Quote the data below, word for word, from the line containing "of the lace" up to and including the last line of the data.

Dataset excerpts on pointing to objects
BEGIN

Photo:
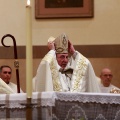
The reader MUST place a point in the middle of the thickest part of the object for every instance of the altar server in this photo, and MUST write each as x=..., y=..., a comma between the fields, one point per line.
x=105, y=82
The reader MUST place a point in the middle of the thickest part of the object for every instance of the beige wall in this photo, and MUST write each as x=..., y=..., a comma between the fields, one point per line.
x=103, y=28
x=98, y=64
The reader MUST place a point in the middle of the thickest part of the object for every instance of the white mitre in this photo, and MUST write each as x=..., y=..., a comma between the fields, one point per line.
x=4, y=88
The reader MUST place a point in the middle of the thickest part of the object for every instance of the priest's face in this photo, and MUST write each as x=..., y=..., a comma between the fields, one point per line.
x=62, y=60
x=5, y=74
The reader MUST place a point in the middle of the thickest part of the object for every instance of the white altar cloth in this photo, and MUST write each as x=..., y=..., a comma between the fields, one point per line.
x=62, y=106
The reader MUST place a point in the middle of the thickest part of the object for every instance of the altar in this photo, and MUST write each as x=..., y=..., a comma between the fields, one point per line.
x=60, y=106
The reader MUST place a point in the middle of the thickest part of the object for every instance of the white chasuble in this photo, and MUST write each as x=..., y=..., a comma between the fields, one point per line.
x=48, y=77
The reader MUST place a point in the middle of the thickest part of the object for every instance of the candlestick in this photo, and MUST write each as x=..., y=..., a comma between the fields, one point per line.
x=29, y=56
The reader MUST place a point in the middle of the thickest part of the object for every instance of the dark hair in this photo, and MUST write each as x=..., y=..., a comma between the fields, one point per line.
x=3, y=66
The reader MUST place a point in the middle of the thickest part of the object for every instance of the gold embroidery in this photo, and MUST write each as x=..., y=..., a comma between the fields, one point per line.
x=79, y=73
x=55, y=77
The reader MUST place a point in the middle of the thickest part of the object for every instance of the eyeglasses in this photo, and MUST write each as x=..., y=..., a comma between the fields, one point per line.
x=5, y=72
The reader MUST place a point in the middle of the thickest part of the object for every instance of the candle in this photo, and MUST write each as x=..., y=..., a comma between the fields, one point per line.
x=29, y=56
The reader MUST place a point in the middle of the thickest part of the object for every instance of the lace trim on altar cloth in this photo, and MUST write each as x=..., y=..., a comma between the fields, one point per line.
x=48, y=99
x=89, y=97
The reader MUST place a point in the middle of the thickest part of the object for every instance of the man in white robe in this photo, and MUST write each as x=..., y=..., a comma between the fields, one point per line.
x=105, y=81
x=65, y=70
x=7, y=87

END

• **Complete output**:
The reader MUST place a point in the middle of the thickest part of the object for every instance of the lace trim on altar cloth in this photo, and MUST write each as x=..., y=..., a comma between the fields, one point per line.
x=48, y=99
x=89, y=97
The reader MUST place a point in the middle of the thickest part of the object for every instance of the man in white robe in this photo, and MUST write each as x=..., y=..., a comma between the fields, one point per line.
x=105, y=81
x=65, y=70
x=7, y=87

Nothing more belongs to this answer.